> _PERMINTAAN 1_
Susunlah baris-baris catatan, mulai dari awal catatan sampai dengan baris yang memuat "316 469 624 656", dengan kedua ujungnya ikut disertakan, sebagai daftar JSON berisi string. Gunakan satu string untuk setiap baris dan hilangkan baris kosong.

> _KUTIPAN UNTUK DIBACA_
..........

Setiap membincangkan Ulama di Indonesia, terbayang sejumlah tokoh yang berperan menyebarkan Islam di Indonesia, para Kyai Pesantren dan sejumlah institusi seperti Nahdhatul Ulama (NU),
Majlis Ulama Indonesia (MUI), atau majlis-majlis berlabel ke-Ulamaan lainnya.
Barangkali, negara paling besar jumlah ummat Islamnya dan paling besar jumlah “pabrik keulamaannya” adalah Indonesia. Namun, di negeri ini pula ujian demi ujian, cobaan demi cobaan menggelontor bagai tanah longsor, bagai gempa yang menimpa kehidupan ke-Ulamaan kita. Satu-satunya institusi yang mengakomodir Ulama dan Kiai yang masih bisa diharapkan tinggallah NU. Karena, kebesaran NU sangat didukung oleh para Kyai di Pesantren yang jumlahnya hampir 15.000 pesantren di Indonesia.
Walau kondisi pesantren saat ini sedang surut, menyusul kondisi para Ulama yang tergabung dalam NU juga mulai disoroti karena proses-proses politik yang mencabik-cabik mereka, apalagi kepemimpinan NU pasca Gus Dur yang membuat NU semakin degradatif -, toh tak ada harapan lagi, kecuali membangkitkan generasi NU dengan para Ulamanya untuk menggali mutiara-mutiaranya yang masih terpendam dan membersihkan dari kotoran-kotoran kontaminatif nafsu duniawi yang memuakkan.
Namun, “Maa laa yudroku kulluhu laa yutroku kulluh” (hal-hal yang tidak bisa diraih semua, jangan ditinggal semua.) Semua membutuhkan keterbukaan jiwa dan keikhlasan serta kerelaan hati, demi meraih ridho Allah Ta’ala. Sebab, NU didirikan adalah demi mengajak ummat ini untuk bangkit menuju Allah swt, bukan bangkit menuju dunia, bukan bangkit untuk kepentingan kekuasaan atau nama besar. Selama para Ulamanya tidak memiliki pandangan kebangkitan menuju Allah swt, NU akan mendapatkan musibah dan terhijab.
Inilah yang membedakan posisi Ulama dengan cendekiawan Islam, dalam makna terminologis (istilahy). Seorang Ulama mesti membuahkan jiwa-jiwa yang Khasyah (rasa gentar dan cinta kepada Allah swt), jiwa-jiwa yang memancarkan Rahmat Ilahiyah, jiwa-jiwa yang menaburkan ilmu-ilmu yang bermanfaat dunia akhirat, jiwa-jiwa yang terus menerus thawaf bidzikrillah, demi Ittiba’ur-Rasul, karena sang pewaris harus mengemban yang diwarisi, jika mereka adalah waratsatul Ambiya'.

..........

> _CATATAN YANG DISEDIAKAN_

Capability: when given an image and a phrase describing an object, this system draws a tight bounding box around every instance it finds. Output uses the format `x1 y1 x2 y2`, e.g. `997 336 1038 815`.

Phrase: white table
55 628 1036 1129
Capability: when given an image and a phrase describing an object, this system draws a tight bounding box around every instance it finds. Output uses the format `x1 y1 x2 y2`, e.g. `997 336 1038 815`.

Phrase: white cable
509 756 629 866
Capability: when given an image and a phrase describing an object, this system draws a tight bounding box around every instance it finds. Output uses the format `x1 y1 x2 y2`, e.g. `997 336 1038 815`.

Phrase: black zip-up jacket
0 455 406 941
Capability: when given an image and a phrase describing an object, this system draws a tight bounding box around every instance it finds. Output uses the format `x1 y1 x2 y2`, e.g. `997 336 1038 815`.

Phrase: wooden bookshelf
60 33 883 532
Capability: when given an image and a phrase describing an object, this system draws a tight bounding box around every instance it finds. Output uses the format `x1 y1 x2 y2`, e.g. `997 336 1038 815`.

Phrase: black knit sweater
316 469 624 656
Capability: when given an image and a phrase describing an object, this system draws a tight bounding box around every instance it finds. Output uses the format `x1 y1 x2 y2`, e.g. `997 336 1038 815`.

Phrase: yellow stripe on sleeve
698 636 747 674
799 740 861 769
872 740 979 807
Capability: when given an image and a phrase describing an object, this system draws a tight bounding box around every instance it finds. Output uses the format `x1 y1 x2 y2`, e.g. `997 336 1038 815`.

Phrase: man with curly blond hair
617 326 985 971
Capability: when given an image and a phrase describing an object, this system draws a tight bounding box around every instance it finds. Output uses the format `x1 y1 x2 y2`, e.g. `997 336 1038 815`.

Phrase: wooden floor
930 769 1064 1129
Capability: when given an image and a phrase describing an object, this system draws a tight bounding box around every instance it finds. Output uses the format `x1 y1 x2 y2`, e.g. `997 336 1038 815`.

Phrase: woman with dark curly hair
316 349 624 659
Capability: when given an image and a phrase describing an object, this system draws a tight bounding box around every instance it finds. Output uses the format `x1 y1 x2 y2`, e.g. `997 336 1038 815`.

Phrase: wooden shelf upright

..........

> _PERMINTAAN 2_
Ringkaslah kutipan di atas dalam dua kalimat.

> _JAWABAN TERTULIS 1_
[
  "Capability: when given an image and a phrase describing an object, this system draws a tight bounding box around every instance it finds. Output uses the format `x1 y1 x2 y2`, e.g. `997 336 1038 815`.",
  "Phrase: white table",
  "55 628 1036 1129",
  "Capability: when given an image and a phrase describing an object, this system draws a tight bounding box around every instance it finds. Output uses the format `x1 y1 x2 y2`, e.g. `997 336 1038 815`.",
  "Phrase: white cable",
  "509 756 629 866",
  "Capability: when given an image and a phrase describing an object, this system draws a tight bounding box around every instance it finds. Output uses the format `x1 y1 x2 y2`, e.g. `997 336 1038 815`.",
  "Phrase: black zip-up jacket",
  "0 455 406 941",
  "Capability: when given an image and a phrase describing an object, this system draws a tight bounding box around every instance it finds. Output uses the format `x1 y1 x2 y2`, e.g. `997 336 1038 815`.",
  "Phrase: wooden bookshelf",
  "60 33 883 532",
  "Capability: when given an image and a phrase describing an object, this system draws a tight bounding box around every instance it finds. Output uses the format `x1 y1 x2 y2`, e.g. `997 336 1038 815`.",
  "Phrase: black knit sweater",
  "316 469 624 656"
]

> _JAWABAN TERTULIS 2_
NU, yang kebesarannya didukung oleh para Kyai di hampir 15.000 pesantren, disebut sebagai satu-satunya institusi yang mengakomodasi Ulama dan Kiai yang masih bisa diharapkan, walaupun kondisi pesantren sedang surut dan para Ulamanya mulai disoroti karena proses politik. NU didirikan untuk mengajak umat bangkit menuju Allah swt, bukan menuju dunia atau kekuasaan, dan seorang Ulama, berbeda dengan cendekiawan Islam, mesti membuahkan jiwa-jiwa yang memiliki Khasyah serta memancarkan Rahmat Ilahiyah.